**Stated goal**
Are you able to retype all the records below exactly?

═════ Dataset records ═════

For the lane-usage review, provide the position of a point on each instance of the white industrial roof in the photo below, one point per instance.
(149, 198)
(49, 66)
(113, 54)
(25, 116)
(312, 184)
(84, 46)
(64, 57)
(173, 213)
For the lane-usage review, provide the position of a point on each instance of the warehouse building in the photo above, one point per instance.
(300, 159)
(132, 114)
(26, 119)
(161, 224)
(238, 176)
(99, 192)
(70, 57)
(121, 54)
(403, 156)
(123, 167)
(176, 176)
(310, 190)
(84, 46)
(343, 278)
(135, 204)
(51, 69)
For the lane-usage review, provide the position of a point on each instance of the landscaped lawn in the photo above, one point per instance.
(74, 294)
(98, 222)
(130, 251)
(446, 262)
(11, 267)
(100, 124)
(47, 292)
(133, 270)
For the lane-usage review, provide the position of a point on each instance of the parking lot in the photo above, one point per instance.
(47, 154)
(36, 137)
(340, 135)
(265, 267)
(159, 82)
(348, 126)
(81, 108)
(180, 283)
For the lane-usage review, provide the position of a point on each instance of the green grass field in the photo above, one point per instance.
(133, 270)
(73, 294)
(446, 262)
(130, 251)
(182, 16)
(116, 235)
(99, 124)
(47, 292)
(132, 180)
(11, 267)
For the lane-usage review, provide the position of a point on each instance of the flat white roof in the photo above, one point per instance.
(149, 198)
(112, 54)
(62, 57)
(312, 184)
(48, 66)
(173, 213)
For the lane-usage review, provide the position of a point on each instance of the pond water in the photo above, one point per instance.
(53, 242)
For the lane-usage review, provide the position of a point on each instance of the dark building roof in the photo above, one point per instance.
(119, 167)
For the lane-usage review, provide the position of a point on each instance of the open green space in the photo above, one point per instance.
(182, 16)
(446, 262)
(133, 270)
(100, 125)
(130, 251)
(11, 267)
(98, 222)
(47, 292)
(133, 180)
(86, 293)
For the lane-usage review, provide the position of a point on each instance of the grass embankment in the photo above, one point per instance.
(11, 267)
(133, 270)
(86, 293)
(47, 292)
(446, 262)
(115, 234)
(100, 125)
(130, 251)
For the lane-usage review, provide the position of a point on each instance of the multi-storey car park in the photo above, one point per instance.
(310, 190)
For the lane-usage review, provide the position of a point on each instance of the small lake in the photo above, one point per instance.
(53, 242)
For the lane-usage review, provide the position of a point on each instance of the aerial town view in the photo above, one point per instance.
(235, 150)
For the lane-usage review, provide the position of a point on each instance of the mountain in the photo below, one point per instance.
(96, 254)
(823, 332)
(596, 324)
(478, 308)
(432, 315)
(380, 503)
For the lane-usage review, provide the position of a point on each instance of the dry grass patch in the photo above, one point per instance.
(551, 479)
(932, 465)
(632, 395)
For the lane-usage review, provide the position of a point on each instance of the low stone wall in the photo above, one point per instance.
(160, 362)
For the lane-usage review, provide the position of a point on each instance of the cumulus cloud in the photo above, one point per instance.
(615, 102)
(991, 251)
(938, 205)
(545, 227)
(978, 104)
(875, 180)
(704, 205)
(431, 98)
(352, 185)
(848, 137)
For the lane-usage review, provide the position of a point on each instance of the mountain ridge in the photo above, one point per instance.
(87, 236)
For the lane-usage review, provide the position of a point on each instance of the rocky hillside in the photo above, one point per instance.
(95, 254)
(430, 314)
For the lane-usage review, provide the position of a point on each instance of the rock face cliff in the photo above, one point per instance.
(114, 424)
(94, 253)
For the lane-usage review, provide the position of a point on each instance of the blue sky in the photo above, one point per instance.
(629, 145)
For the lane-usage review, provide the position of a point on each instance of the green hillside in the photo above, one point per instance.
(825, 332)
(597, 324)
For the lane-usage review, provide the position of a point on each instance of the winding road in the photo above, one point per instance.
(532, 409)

═════

**Result of this task**
For the lane-usage review, provide the position of a point on each instance of the white industrial roof in the photo below, one point per instance.
(149, 198)
(49, 66)
(113, 54)
(25, 116)
(312, 184)
(84, 46)
(64, 57)
(173, 213)
For the lane-usage review, provide the position of a point on each instance of the warehouse building in the photo above, one point per instance.
(300, 159)
(132, 114)
(26, 119)
(161, 224)
(238, 176)
(99, 192)
(70, 57)
(121, 54)
(403, 156)
(123, 167)
(176, 176)
(310, 190)
(84, 46)
(343, 278)
(135, 204)
(51, 69)
For the lane-usage review, provide the position of a point on each instance of the landscaped lawn in the photo above, one point per instance.
(74, 294)
(98, 222)
(130, 251)
(446, 262)
(11, 267)
(100, 124)
(47, 292)
(133, 270)
For the lane-usage review, provide the position of a point on each instance of the parking lot in the photo above, one point per instance.
(47, 154)
(36, 137)
(340, 135)
(265, 267)
(159, 82)
(348, 126)
(81, 108)
(180, 283)
For the lane-usage review, provide the position of a point on each instance of the green grass field in the photo above, one point per instance.
(133, 270)
(73, 294)
(446, 262)
(130, 251)
(182, 16)
(116, 235)
(99, 124)
(47, 292)
(132, 180)
(11, 267)
For the lane-usage review, provide the position of a point on each instance of the flat white roof in the photo above, one point per instance.
(149, 198)
(112, 54)
(62, 57)
(312, 184)
(48, 66)
(173, 213)
For the lane-usage review, provide the position of a point on each instance of the pond water in the photo above, one point per instance.
(53, 242)
For the lane-usage review, provide the position of a point on each instance of the dark building roof in the photo above, one point per instance.
(119, 167)
For the lane-usage review, provide the position of a point on each instance of the open green space in the photo above, one point per instance.
(182, 16)
(446, 262)
(133, 270)
(100, 125)
(130, 251)
(11, 267)
(98, 222)
(47, 292)
(133, 180)
(86, 293)
For the lane-usage review, provide the position of a point on each instance of the grass embankment in the photo above, one point per instance.
(11, 267)
(133, 270)
(86, 293)
(47, 292)
(446, 262)
(115, 234)
(100, 125)
(130, 251)
For the lane-usage review, provide the position of a point on each instance of the multi-storey car park in the photo above, one point per instance.
(310, 190)
For the lane-usage review, provide the position of a point on each instance of the small lake in the photo above, one point per instance.
(53, 242)
For the lane-usage review, provide the position of a point on each instance of the aerial town view in the photo above, one point per instance.
(235, 150)
For the lane-usage review, provide the position of a point on each instance of the mountain in the photo below, one point per instance.
(96, 254)
(823, 332)
(596, 324)
(478, 308)
(432, 315)
(380, 503)
For the lane-usage review, provide the position of a point on each instance of the dry grass patch in the photo above, one point per instance.
(551, 479)
(932, 465)
(632, 395)
For the lane-usage review, provide the position of a point on each instance of the low stone wall in the photo above, one point per instance.
(160, 362)
For the lane-usage review, provide the position of a point on each instance of the cumulus cloud in the photo above, one point per instance.
(615, 102)
(991, 251)
(938, 205)
(545, 227)
(978, 104)
(875, 180)
(704, 205)
(431, 98)
(352, 185)
(848, 137)
For the lane-usage review, provide the position of a point on each instance of the mountain ridge in the photo above, one point per instance.
(87, 236)
For the lane-usage review, provide the position of a point on each instance of the rocky hillside in the photo above, one point per instance.
(95, 254)
(430, 314)
For the lane-usage review, provide the position of a point on each instance of the rock face cliff in the photo above, one point per instance.
(114, 424)
(94, 253)
For the lane-usage review, provide the position of a point on each instance of the blue sky in the photo above, one point per instance.
(629, 145)
For the lane-usage review, provide the position of a point on each instance of the green hillside in the photo above, one point per instance.
(825, 332)
(597, 324)
For the lane-usage review, provide the position of a point on each instance of the winding road in the photo above, one point per instance.
(532, 409)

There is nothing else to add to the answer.